◆ **Requirements**
In the records below, render everything from the line containing "Each instance of the green meadow" down to the line containing "[[697, 360]]", both ends included, as a JSON array of strings, one string per line, with blank lines omitted.

━━━ Exercise data ━━━

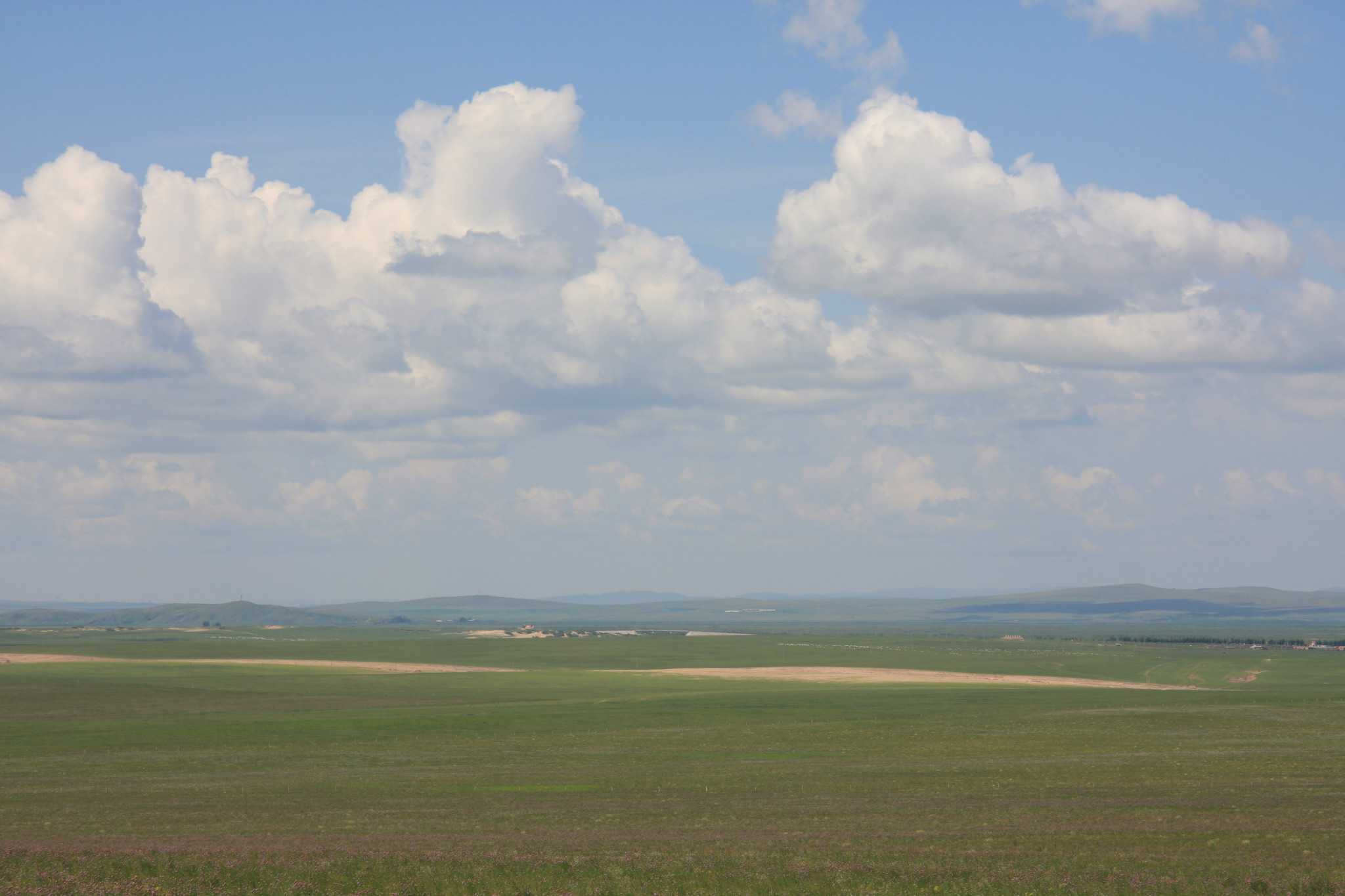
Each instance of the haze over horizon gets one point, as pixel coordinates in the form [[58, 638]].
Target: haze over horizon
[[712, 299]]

━━━
━━━ Exercise data ━━━

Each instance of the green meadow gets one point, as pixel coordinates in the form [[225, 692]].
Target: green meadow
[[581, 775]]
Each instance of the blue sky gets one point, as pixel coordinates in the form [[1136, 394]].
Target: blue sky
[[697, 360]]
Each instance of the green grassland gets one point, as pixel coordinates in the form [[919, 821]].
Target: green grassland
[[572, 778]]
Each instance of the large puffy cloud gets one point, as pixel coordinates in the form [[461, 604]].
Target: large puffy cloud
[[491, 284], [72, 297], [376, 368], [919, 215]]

━━━
━━━ Exercise data ━━━

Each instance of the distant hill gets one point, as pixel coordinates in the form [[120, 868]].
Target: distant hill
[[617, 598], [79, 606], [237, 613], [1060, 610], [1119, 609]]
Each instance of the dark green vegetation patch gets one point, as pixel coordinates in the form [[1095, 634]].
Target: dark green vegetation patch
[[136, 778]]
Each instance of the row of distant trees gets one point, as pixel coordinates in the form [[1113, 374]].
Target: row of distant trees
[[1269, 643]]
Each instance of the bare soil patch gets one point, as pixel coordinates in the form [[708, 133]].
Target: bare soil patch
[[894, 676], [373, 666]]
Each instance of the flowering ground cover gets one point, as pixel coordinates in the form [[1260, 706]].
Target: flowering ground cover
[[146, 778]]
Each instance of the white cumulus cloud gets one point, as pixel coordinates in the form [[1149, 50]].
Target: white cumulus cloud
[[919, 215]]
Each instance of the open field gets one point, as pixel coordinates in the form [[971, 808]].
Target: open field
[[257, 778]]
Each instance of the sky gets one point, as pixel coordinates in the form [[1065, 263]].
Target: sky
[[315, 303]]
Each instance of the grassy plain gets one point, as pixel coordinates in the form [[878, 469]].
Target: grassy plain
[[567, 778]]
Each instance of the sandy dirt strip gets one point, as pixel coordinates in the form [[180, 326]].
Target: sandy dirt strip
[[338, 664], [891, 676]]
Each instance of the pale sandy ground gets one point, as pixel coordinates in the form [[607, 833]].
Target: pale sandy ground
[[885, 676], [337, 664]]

━━━

◆ **Exercise output**
[
  "Each instance of the green meadow gets one point, as pixel coordinates in the form [[225, 692]].",
  "Target: green meadow",
  "[[581, 775]]",
  "Each instance of the blue sky gets one point, as pixel coordinates in the form [[1136, 394]].",
  "Target: blue sky",
  "[[697, 360]]"
]